### USING THE INFORMATION:
(a) In the passage on nuclear security, who headed the special commission that examined America's anti-nuclear programs?
(b) Please carry on the passage on nuclear security from its last sentence.

### EXTRACTED TEXT:
----------------------------------------

THAT'S MUCH TOO long to wait. A few months before September 11 a special commission headed by former Senator Howard Baker and former White House Counsel Lloyd Cutler examined the state of America's anti-nuclear programs and found them disastrously lacking. The nuclear danger is "the most urgent unmet national security threat" to the country, they concluded, adding that "the current budget levels are inadequate and the current management of the U.S. government's response is too diffuse, ... leav[ing] an unacceptable risk of failure and the potential for catastrophic consequences." These facts have not fundamentally changed since September 11. At this summer's G-8 summit the Bush administration pledged more money for these programs--an encouraging step--but has yet to follow through with any short-term commitments of funding. Al Qaeda's leadership, needless to say, has no equivalent delays holding it back. At this pace, says Harvard terrorism expert and former Clinton administration defense official Graham Allison, a nuclear explosion in the United States can be imagined "quite vividly" and is "not even unlikely." Our attitude should be, "Go get that stuff today," Allison says. "Not tomorrow. Today."

----------------------------------------

### GIVEN RECORDS:
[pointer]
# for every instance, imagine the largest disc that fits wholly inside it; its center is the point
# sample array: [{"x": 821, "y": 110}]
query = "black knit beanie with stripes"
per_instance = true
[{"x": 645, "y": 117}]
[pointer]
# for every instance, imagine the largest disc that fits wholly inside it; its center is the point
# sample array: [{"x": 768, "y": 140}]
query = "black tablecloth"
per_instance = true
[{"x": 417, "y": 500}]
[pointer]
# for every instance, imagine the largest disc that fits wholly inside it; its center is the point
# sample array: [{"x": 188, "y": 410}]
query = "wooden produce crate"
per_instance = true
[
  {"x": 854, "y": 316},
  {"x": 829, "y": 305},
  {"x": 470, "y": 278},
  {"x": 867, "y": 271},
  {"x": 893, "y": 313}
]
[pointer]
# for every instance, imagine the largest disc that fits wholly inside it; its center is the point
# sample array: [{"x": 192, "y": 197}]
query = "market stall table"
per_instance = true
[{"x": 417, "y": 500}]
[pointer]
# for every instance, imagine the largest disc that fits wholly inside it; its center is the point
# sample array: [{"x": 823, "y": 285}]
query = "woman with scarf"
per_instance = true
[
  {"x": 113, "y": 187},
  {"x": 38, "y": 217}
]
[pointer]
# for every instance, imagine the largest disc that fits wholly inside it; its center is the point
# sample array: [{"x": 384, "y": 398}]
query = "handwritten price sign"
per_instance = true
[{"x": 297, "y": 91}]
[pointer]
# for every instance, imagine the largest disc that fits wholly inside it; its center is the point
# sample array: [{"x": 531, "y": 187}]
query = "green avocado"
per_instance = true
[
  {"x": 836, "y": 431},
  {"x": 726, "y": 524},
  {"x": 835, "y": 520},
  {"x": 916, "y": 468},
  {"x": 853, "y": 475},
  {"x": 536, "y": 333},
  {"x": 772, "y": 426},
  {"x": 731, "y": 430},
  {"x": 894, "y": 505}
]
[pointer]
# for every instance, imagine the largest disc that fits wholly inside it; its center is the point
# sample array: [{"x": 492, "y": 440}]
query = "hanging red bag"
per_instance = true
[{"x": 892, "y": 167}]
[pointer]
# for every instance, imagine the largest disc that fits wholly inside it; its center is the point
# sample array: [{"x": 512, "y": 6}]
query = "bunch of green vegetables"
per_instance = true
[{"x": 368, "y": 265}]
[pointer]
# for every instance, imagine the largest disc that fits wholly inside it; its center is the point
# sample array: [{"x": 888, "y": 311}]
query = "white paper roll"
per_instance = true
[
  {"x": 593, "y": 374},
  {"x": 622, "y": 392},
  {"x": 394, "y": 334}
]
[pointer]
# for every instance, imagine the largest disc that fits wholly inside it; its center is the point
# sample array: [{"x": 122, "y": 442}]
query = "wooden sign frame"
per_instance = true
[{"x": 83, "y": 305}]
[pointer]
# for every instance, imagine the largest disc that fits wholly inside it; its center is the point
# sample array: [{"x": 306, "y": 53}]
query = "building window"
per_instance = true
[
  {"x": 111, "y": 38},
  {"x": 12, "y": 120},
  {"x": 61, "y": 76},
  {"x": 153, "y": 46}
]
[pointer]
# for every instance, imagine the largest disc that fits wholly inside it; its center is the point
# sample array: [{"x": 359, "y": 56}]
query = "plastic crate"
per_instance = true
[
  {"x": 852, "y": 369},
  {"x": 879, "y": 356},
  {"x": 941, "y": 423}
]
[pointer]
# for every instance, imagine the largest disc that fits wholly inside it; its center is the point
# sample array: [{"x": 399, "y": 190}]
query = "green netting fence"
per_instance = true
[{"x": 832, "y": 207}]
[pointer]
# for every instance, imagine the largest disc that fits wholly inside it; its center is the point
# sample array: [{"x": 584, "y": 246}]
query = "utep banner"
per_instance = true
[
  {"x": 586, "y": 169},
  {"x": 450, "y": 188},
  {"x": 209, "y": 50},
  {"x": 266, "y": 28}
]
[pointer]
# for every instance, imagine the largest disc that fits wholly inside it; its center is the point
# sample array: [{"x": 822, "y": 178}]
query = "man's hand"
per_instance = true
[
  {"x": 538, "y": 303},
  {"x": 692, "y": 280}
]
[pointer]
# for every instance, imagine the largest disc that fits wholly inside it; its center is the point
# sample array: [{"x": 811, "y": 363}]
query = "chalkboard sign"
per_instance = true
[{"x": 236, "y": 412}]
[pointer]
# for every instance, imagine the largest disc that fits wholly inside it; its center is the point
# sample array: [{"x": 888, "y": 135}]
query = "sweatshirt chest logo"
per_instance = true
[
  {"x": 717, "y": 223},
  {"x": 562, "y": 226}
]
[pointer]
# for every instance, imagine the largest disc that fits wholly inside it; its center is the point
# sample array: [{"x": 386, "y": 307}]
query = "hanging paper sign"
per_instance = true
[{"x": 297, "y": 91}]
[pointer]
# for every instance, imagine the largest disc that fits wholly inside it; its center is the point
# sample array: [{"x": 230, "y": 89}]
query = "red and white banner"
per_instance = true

----------------------------------------

### RESPONSES TO THE TASKS:
(a) Former Senator Howard Baker and former White House Counsel Lloyd Cutler.

(b)
Washington's response to the nuclear terror threat is in many ways a case study in its overall attitude toward homeland security. After Pearl Harbor the U.S. economy was quickly and fundamentally redirected toward the war effort. Today the Bush administration is calling for $38 billion in homeland defense spending next year, which equals about 0.4 percent of America's GDP—or roughly one-tenth of the U.S. military budget. Bush's homeland security strategy pledges that "we will spend whatever is necessary to secure the homeland." Yet the president fights with Congress over minuscule increases in homeland security spending—including money for those cargo inspections. And while the Bush administration is prepared to spill American blood to keep Saddam Hussein from building a nuclear bomb, it has failed to untangle the bureaucracy that is giving Osama bin Laden the time to steal one. George W. Bush may say that the nuclear threat is his top priority. But he still isn't acting that way.